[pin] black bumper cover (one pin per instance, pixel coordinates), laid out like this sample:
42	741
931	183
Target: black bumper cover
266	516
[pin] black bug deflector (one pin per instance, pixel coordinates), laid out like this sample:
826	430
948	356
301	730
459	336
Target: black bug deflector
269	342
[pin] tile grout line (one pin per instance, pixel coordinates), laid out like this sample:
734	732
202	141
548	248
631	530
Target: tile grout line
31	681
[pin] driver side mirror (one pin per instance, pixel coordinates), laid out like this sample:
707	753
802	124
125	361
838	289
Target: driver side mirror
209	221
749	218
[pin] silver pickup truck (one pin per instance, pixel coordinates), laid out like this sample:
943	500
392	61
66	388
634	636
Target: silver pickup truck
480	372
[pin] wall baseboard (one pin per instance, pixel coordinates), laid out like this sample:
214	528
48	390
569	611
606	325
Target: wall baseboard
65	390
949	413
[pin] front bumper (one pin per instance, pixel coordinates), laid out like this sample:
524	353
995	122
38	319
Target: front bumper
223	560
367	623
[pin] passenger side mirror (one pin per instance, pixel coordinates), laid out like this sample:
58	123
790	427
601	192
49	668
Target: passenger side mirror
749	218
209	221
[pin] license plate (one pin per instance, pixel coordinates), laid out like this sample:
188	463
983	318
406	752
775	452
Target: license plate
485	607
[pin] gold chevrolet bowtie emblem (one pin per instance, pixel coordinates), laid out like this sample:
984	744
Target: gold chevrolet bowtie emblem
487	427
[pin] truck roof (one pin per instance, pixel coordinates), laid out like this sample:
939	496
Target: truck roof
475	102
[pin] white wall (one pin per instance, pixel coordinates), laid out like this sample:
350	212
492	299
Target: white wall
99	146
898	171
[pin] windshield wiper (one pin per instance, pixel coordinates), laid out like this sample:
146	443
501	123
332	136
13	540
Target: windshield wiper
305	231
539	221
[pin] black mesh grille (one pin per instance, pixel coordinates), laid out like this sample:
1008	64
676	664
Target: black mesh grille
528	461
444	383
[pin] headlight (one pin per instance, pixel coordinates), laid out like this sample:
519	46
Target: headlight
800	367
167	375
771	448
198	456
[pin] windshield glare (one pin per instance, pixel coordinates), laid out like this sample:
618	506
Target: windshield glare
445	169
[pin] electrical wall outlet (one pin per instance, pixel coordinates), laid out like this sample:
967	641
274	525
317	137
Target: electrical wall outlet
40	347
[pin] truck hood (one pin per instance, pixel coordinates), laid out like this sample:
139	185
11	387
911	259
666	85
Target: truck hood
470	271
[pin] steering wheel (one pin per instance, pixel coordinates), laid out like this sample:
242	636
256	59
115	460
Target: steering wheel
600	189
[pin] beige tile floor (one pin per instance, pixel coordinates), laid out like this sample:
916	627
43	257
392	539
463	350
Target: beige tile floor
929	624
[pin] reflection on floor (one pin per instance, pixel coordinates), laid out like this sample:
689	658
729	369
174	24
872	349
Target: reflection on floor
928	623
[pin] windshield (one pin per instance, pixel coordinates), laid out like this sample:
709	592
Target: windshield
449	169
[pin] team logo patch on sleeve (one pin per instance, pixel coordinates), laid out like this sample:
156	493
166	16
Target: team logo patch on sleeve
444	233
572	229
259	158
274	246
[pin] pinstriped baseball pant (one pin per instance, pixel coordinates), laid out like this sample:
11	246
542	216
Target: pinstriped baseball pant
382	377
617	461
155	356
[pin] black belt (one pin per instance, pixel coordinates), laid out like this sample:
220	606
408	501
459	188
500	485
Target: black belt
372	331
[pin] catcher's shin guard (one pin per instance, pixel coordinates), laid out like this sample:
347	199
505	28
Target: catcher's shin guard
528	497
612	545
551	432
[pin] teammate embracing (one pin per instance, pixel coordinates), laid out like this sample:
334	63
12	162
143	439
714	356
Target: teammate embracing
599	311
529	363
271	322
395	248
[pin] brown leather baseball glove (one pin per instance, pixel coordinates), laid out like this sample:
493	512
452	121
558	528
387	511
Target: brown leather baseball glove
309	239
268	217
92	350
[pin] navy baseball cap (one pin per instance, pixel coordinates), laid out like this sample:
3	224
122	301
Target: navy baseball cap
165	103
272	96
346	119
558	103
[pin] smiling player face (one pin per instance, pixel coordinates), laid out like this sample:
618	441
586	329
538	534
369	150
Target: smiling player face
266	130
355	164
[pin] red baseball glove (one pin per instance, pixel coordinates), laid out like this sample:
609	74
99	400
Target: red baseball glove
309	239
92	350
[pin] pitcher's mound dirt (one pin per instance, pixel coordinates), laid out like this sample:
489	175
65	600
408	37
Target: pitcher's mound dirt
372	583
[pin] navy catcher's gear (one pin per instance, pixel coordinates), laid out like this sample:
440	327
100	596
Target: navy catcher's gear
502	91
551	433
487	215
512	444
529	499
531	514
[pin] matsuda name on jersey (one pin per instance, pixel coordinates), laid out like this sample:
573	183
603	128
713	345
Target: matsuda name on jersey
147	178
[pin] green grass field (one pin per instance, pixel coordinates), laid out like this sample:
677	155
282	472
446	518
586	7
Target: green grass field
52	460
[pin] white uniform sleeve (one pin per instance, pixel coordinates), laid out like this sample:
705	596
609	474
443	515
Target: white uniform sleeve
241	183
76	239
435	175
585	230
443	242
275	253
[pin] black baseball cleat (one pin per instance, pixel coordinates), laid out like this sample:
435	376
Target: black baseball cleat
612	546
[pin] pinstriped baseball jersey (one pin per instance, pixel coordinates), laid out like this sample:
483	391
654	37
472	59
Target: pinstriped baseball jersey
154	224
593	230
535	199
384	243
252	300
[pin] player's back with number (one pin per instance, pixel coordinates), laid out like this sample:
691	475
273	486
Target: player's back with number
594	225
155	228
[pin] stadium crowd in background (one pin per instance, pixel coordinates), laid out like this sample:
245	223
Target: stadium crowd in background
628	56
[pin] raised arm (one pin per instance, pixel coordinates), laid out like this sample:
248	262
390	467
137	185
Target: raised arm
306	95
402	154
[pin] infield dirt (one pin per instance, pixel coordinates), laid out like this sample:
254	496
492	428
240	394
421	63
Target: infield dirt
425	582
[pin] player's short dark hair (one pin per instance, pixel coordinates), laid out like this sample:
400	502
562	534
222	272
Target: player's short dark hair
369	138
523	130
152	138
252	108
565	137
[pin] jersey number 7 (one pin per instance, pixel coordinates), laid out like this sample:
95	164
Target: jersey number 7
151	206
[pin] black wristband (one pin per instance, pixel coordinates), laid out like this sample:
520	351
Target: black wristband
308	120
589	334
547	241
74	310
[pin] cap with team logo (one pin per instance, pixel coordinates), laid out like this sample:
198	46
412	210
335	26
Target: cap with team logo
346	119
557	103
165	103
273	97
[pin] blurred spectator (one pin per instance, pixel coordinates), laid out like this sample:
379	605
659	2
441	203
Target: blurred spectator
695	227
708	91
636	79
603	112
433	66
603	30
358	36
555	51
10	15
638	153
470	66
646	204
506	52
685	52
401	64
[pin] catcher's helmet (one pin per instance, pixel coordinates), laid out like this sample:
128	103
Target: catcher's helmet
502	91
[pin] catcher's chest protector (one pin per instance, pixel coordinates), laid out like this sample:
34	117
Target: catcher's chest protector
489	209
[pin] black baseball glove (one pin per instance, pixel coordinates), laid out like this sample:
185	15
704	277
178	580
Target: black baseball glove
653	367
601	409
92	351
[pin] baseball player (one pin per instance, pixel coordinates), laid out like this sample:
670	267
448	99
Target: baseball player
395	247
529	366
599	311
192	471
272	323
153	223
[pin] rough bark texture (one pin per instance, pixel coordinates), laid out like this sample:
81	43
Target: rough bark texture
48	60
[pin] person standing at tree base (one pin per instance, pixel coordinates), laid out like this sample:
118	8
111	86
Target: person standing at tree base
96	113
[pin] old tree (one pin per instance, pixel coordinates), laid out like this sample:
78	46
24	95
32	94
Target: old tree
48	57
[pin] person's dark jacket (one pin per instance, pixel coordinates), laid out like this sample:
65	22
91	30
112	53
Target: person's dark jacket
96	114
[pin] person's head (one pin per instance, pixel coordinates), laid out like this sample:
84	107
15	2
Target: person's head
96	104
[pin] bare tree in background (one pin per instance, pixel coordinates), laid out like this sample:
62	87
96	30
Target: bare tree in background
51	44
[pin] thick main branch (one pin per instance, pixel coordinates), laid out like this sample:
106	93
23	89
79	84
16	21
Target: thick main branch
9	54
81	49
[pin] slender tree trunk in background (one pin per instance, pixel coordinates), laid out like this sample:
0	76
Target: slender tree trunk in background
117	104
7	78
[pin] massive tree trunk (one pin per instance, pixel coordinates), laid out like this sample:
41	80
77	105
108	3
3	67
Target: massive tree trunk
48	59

▬▬▬▬▬▬▬▬▬▬

• Written request: Set down exactly what runs from the line with "[pin] catcher's helmet" to the last line of the data above, including both of those lines and no others.

• Reply:
[pin] catcher's helmet (one pin per instance, pixel coordinates), laid out like this sample:
128	103
Target: catcher's helmet
502	91
[pin] catcher's chest protector (one pin per instance, pixel coordinates), laid out like this sample:
34	117
Target: catcher's chest protector
489	209
[pin] black baseball glove (one pin per instance, pixel coordinates), laid out like this sample:
185	15
704	277
178	580
Target: black baseball glove
653	367
601	409
92	351
[pin] baseball player (one pin per instance, pixel coordinates), laid out like this sample:
670	267
448	99
Target: baseball player
395	247
529	366
599	311
192	471
272	323
153	223
[pin] rough bark texture (one pin per instance, pixel coordinates), laid out like this sample:
81	43
Target: rough bark texture
48	60
[pin] person standing at tree base (one pin per instance, pixel coordinates), laid out like this sample:
118	8
111	86
Target: person standing at tree base
96	113
[pin] old tree (one pin per instance, pixel coordinates), laid out like this sample:
78	46
24	95
32	94
Target: old tree
48	57
[pin] person's dark jacket (one pin per instance, pixel coordinates), laid out like this sample:
65	22
91	30
112	53
Target: person's dark jacket
96	114
[pin] person's head (one pin per instance, pixel coordinates), laid out like this sample:
84	107
15	2
Target: person's head
96	104
[pin] bare tree in background (one pin per instance, pixel coordinates), laid out like this sample:
62	87
96	30
Target: bare tree in background
51	44
[pin] thick main branch (one pin per instance, pixel coordinates), laid out like this sample:
106	93
23	89
79	84
16	21
Target: thick main branch
9	54
81	49
[pin] slender tree trunk in background (one pin per instance, pixel coordinates), laid out like this sample:
0	76
Target: slender tree trunk in background
117	104
7	78
[pin] massive tree trunk (one pin per instance, pixel coordinates), laid out like this sample:
41	80
77	105
108	3
3	67
Target: massive tree trunk
48	59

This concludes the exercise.